GOAL OF THE EXERCISE: In the records below, find the line containing "Draw the outline of every instance of the curved" and restate it and all lines after it exactly, through the last line.

Stored data:

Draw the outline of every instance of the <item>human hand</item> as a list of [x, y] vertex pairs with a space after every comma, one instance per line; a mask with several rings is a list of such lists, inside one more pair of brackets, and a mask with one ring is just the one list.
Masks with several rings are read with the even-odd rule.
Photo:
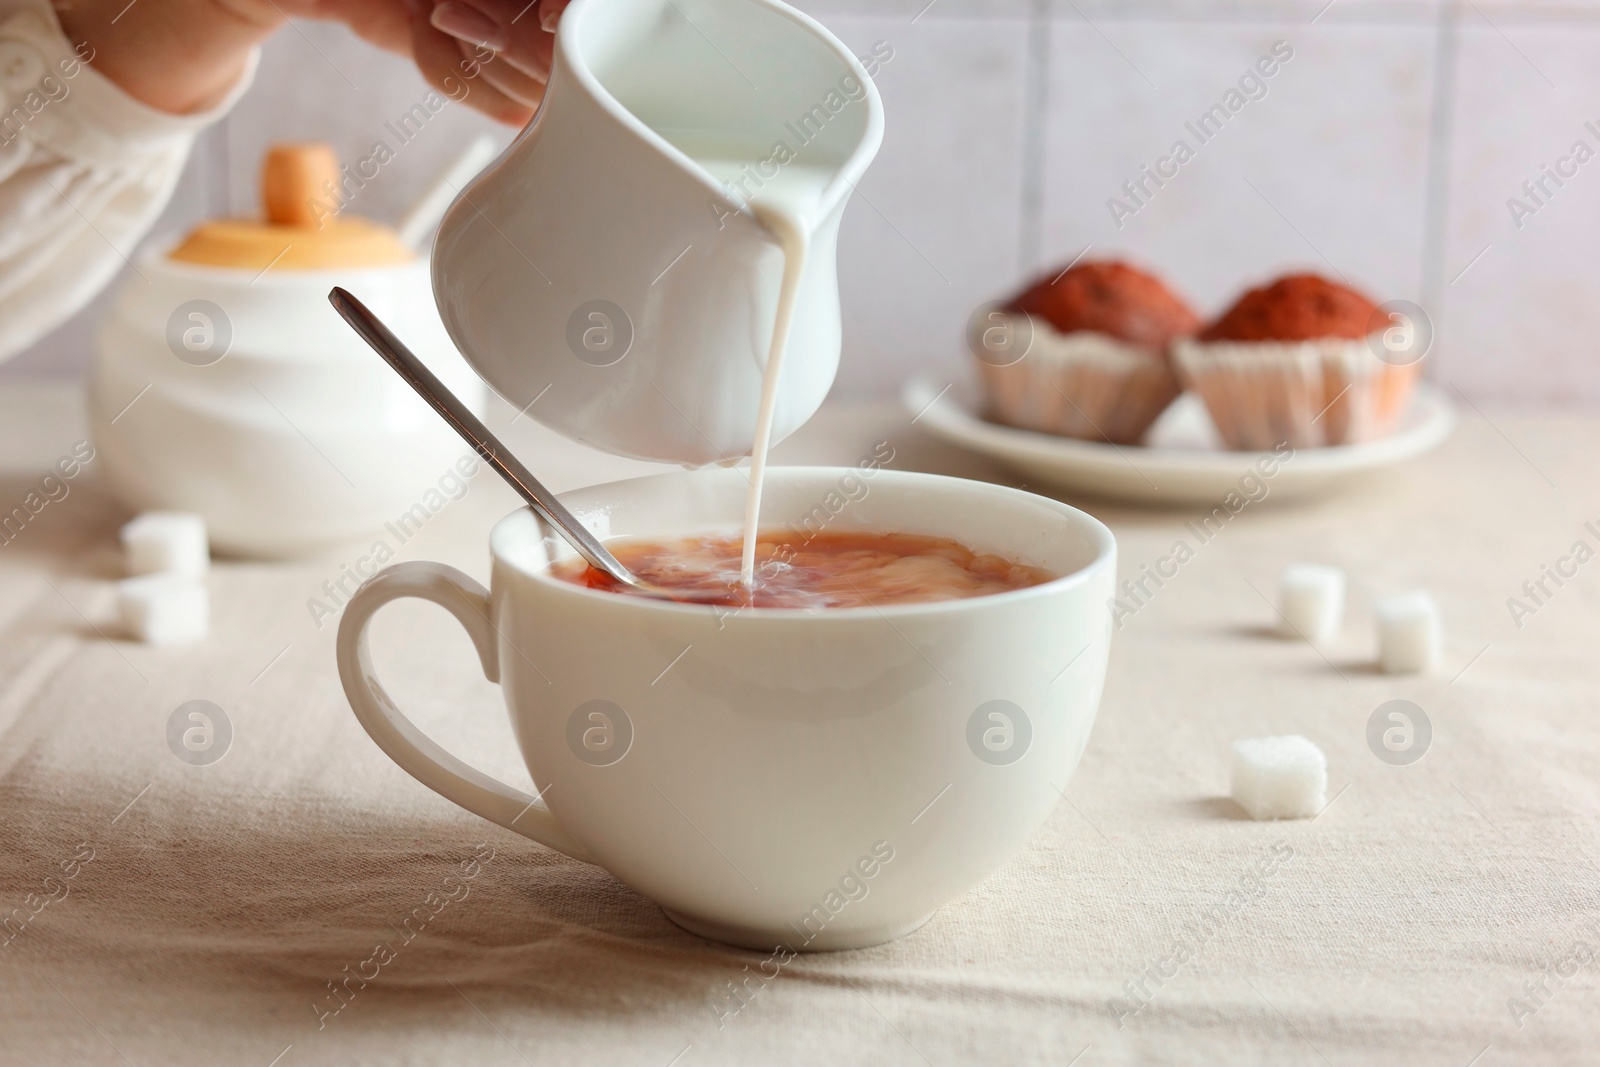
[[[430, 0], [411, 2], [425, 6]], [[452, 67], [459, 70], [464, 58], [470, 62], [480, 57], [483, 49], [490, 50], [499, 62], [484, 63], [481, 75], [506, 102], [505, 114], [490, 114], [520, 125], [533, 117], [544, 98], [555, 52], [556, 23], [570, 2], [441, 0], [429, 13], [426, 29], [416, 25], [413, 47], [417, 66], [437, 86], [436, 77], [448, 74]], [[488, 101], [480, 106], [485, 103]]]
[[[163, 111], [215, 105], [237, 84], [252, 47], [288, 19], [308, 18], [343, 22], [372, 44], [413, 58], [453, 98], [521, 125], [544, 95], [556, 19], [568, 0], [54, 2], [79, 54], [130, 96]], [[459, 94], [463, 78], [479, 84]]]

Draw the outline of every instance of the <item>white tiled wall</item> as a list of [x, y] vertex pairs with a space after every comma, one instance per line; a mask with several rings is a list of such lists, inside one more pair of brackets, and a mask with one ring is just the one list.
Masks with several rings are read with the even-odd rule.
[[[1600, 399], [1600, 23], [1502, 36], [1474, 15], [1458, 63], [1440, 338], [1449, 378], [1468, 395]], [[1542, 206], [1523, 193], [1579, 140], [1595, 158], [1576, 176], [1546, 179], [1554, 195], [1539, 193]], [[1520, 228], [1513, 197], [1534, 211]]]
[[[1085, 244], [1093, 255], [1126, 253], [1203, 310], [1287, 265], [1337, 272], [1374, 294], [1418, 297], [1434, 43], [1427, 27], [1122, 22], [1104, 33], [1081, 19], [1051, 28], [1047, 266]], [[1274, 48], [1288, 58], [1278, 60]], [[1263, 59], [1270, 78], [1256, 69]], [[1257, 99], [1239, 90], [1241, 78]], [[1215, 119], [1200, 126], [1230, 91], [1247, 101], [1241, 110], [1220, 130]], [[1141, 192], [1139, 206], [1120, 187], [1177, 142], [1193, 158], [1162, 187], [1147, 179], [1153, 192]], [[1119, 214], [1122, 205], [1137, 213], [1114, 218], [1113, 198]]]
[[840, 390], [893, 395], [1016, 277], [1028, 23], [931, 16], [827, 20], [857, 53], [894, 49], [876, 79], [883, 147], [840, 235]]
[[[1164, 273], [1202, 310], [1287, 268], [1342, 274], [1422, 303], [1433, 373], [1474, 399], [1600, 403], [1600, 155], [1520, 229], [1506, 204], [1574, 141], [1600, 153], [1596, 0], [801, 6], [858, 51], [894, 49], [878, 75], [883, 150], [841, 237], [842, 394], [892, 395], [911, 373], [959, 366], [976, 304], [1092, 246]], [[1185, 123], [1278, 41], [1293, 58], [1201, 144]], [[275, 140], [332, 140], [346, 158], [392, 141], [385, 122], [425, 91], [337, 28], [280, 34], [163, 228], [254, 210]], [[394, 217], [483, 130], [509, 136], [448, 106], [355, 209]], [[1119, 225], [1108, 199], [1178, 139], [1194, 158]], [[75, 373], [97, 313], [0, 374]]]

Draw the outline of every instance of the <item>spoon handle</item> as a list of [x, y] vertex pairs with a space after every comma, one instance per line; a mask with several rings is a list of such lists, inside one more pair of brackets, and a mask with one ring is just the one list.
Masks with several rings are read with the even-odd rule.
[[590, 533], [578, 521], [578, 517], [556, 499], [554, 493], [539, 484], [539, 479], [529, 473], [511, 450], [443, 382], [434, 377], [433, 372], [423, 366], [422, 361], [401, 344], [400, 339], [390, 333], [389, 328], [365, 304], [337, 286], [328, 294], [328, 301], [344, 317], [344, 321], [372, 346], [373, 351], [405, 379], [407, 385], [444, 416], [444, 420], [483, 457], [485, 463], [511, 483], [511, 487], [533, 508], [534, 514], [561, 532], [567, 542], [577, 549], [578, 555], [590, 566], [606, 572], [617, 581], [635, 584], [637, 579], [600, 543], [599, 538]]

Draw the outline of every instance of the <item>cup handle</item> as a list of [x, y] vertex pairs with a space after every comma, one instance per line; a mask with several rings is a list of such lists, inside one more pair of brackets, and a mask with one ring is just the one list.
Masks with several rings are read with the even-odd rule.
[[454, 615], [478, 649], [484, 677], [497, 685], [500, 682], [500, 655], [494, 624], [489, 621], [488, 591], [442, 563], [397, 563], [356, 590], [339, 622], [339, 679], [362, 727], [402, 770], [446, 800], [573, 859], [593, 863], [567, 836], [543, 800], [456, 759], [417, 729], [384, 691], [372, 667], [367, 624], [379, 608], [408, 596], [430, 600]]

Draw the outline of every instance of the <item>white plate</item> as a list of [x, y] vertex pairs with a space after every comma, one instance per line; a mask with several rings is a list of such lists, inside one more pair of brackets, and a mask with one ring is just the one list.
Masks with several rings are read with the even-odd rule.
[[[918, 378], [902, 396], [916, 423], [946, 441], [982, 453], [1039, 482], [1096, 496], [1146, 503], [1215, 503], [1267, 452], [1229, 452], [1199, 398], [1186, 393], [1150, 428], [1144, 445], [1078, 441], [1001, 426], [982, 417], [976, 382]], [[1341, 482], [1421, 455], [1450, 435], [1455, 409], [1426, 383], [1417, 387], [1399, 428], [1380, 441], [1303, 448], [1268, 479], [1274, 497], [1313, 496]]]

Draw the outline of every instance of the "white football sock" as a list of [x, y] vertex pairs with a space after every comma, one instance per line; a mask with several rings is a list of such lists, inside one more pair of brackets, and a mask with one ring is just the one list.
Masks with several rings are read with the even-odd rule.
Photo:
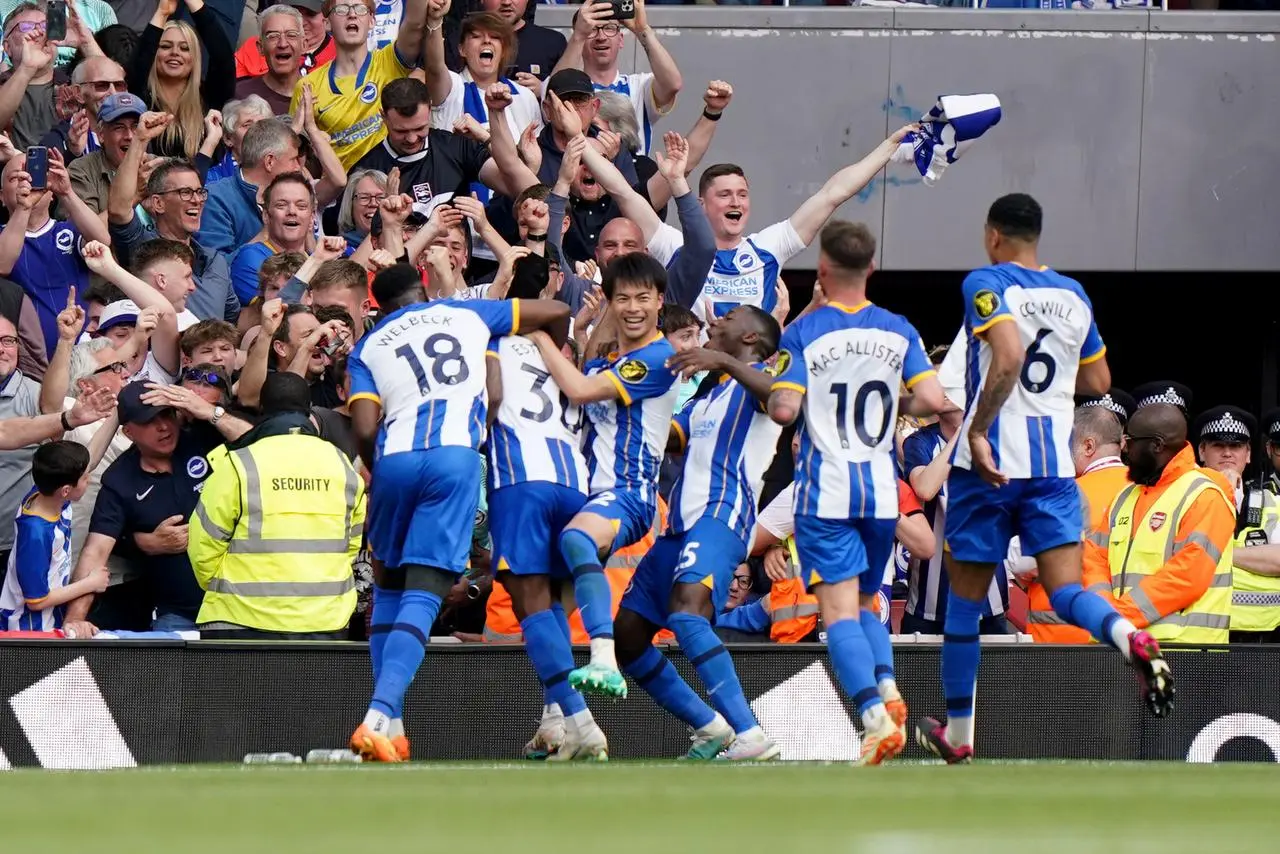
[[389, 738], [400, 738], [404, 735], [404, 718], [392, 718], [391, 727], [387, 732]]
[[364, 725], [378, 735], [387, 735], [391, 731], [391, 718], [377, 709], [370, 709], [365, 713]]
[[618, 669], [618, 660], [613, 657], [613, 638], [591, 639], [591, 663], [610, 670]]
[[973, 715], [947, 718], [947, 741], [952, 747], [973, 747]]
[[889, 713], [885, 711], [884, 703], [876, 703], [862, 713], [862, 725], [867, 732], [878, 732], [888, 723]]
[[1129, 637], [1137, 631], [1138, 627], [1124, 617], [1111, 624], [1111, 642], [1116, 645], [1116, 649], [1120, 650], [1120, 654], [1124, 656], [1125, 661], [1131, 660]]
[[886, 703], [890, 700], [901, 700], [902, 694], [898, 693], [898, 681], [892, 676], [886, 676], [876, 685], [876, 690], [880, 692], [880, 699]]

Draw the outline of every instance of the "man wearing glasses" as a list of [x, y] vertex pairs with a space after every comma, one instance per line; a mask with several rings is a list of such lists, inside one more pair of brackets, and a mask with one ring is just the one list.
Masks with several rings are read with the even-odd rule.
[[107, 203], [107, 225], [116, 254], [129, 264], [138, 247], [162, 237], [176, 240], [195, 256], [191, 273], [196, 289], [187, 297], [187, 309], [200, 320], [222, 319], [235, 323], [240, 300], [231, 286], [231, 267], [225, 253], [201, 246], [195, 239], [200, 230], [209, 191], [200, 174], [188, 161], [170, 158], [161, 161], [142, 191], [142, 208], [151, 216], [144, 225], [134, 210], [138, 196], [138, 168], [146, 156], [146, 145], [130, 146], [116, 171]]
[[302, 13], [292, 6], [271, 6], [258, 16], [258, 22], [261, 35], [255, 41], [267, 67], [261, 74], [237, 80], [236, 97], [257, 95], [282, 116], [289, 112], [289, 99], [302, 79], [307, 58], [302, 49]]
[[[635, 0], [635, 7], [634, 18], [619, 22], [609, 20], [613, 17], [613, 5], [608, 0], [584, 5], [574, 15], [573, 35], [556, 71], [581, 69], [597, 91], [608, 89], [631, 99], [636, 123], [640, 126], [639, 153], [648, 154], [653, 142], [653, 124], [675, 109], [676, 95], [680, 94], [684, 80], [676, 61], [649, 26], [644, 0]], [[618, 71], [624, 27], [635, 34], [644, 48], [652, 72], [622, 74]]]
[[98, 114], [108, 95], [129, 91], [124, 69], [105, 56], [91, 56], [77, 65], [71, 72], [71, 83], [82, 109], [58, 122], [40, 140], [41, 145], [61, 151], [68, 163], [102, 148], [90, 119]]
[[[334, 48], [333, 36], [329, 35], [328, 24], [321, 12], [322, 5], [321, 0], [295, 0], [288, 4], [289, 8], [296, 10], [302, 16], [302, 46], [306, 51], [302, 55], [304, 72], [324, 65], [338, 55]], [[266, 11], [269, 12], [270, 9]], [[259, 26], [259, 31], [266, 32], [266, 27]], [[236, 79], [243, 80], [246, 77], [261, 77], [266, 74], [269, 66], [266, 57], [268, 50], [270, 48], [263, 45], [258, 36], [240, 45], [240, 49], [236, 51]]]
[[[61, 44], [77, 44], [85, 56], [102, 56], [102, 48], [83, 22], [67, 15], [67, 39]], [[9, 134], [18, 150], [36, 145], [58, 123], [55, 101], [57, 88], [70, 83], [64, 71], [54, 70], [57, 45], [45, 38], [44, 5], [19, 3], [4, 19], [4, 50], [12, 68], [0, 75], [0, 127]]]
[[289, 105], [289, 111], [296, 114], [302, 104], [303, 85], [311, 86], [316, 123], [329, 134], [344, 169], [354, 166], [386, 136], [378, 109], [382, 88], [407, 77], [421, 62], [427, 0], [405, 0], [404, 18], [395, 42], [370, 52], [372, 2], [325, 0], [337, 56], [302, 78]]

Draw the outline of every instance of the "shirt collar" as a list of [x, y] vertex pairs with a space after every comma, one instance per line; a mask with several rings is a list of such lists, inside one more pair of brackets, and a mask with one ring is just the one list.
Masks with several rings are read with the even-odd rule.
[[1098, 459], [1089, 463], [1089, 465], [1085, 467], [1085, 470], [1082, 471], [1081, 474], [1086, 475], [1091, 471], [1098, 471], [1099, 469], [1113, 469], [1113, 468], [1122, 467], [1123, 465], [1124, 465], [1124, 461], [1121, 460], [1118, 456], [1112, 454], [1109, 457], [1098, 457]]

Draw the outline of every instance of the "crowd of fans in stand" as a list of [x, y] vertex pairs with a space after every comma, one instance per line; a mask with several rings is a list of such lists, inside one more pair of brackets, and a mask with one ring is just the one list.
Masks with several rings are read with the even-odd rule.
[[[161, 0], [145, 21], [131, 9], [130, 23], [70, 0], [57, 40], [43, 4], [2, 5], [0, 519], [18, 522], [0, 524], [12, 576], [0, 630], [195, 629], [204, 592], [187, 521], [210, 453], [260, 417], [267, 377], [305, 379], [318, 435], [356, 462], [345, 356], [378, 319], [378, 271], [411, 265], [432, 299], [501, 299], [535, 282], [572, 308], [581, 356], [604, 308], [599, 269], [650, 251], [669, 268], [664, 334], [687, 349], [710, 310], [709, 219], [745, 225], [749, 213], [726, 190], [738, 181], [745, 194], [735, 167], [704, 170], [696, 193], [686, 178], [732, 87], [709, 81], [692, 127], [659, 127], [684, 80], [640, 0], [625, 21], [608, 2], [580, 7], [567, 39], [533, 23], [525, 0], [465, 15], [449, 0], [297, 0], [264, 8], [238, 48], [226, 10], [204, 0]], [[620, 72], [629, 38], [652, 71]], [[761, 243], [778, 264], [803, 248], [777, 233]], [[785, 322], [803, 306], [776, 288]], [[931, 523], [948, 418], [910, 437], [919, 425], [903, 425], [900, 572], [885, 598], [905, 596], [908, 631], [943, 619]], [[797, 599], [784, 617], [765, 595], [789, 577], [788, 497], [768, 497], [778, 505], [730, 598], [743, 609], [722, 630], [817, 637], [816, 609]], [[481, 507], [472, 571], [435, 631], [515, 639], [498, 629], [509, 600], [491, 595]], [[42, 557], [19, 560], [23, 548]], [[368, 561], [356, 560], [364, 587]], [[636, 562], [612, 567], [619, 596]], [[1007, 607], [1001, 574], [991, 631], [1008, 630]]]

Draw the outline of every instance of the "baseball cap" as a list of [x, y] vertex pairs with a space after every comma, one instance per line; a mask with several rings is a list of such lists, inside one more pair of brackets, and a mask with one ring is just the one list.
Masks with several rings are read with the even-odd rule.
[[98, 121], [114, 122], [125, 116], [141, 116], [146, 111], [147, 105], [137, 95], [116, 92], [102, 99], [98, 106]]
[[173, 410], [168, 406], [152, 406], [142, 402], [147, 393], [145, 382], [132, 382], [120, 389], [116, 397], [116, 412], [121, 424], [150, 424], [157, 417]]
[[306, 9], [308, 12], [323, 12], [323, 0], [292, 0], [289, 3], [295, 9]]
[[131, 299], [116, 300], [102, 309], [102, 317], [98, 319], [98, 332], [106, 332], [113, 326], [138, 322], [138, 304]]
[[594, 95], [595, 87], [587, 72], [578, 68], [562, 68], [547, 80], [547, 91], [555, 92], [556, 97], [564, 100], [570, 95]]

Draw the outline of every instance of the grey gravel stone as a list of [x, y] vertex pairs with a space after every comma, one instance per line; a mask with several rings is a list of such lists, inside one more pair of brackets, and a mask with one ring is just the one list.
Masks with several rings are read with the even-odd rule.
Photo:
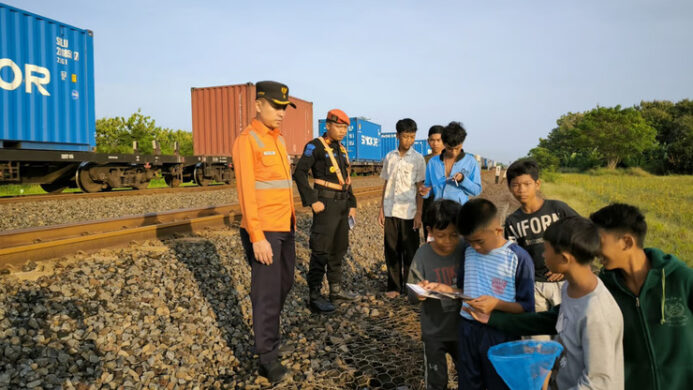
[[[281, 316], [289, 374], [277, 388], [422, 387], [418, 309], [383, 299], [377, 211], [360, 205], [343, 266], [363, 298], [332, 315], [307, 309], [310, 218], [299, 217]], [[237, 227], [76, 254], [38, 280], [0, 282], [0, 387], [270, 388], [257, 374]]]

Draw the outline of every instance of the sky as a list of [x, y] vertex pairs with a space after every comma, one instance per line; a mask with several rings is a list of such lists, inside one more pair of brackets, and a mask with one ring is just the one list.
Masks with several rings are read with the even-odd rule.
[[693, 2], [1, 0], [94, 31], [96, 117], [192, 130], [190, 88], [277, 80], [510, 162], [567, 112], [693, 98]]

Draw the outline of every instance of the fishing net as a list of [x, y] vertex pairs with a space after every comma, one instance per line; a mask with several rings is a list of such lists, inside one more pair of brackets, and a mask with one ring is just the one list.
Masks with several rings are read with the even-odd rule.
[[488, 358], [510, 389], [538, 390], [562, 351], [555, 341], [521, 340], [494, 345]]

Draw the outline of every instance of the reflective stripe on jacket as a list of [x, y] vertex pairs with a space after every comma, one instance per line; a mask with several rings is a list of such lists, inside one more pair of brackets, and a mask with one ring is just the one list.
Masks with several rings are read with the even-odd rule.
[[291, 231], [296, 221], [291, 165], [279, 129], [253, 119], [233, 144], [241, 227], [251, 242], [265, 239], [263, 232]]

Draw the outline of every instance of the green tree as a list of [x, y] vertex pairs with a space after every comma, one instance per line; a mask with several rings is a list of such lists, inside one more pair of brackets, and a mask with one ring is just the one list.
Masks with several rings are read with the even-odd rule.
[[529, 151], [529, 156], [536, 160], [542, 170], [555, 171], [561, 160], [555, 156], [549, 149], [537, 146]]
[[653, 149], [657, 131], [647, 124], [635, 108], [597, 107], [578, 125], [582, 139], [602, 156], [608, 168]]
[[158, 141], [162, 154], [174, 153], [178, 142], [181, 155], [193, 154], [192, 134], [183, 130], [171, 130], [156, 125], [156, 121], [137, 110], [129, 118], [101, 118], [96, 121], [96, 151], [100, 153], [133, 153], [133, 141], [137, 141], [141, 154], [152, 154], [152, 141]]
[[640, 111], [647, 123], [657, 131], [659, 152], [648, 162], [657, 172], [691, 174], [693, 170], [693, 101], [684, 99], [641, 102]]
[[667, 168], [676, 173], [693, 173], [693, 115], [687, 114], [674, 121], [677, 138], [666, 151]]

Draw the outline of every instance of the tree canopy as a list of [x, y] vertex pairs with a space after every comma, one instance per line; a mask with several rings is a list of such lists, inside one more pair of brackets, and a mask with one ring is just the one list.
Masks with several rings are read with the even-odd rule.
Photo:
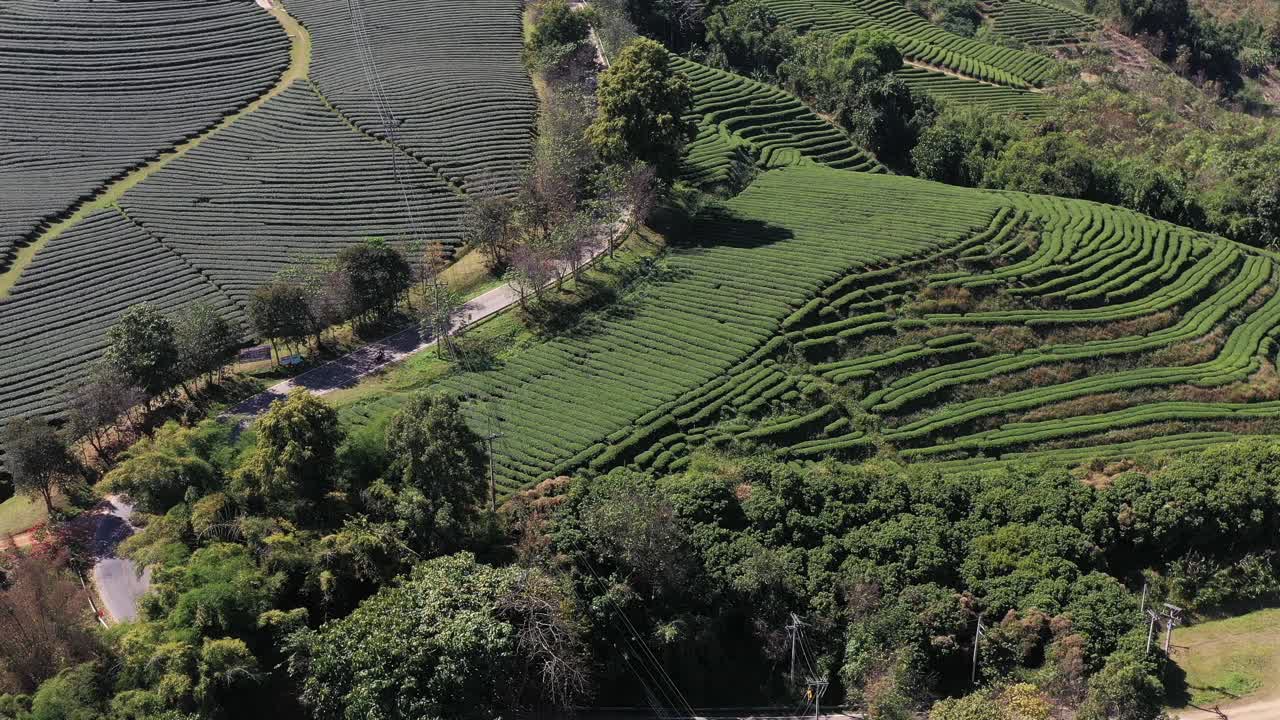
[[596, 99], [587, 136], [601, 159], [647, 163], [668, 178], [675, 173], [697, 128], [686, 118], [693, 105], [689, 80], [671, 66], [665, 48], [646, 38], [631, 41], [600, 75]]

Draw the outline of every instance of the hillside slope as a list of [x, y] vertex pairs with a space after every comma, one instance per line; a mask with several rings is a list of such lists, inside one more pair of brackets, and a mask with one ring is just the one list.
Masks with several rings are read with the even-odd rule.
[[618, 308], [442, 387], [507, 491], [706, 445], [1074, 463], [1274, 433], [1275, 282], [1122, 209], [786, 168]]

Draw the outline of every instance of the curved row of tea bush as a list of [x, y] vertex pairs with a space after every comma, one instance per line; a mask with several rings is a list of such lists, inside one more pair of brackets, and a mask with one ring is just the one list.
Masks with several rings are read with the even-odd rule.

SOLUTION TO THIS EXERCISE:
Draw the outline of every instance of the curved row of tea bush as a list of [x, y] vertex pairs with a space after every comma, one instance per line; a mask with several rings is a list of such lists, inside one more pair of brackets, and a mask with one ring is just the one list.
Masks with several rings are read with the even-odd rule.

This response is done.